* EXCERPTED RECORDS:
* * * * *
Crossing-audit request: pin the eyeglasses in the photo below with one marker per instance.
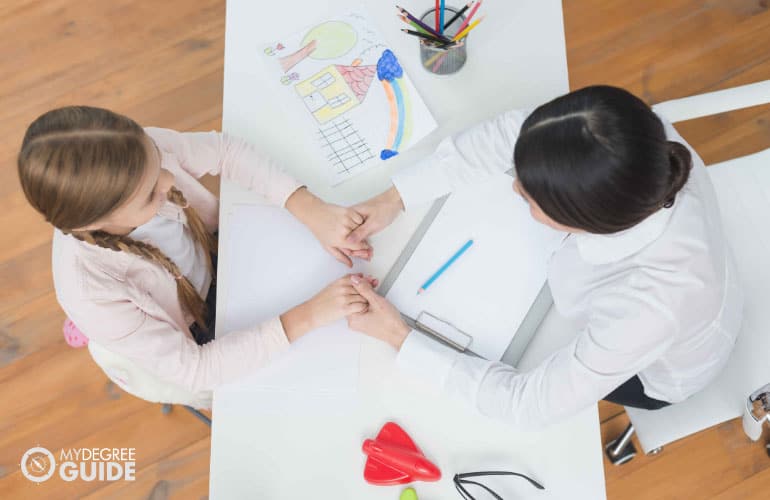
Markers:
(462, 480)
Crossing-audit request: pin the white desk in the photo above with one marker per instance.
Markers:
(516, 59)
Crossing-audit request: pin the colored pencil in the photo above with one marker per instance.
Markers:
(457, 15)
(433, 58)
(422, 24)
(424, 36)
(441, 18)
(440, 61)
(443, 268)
(466, 30)
(470, 16)
(413, 24)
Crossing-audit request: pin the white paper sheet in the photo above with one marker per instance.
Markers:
(353, 87)
(487, 292)
(275, 263)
* * * * *
* PROBLEM REQUIREMENTS: Your answer should be a single number: the count of lines in the entries that contain "with".

* ANSWER AREA: 4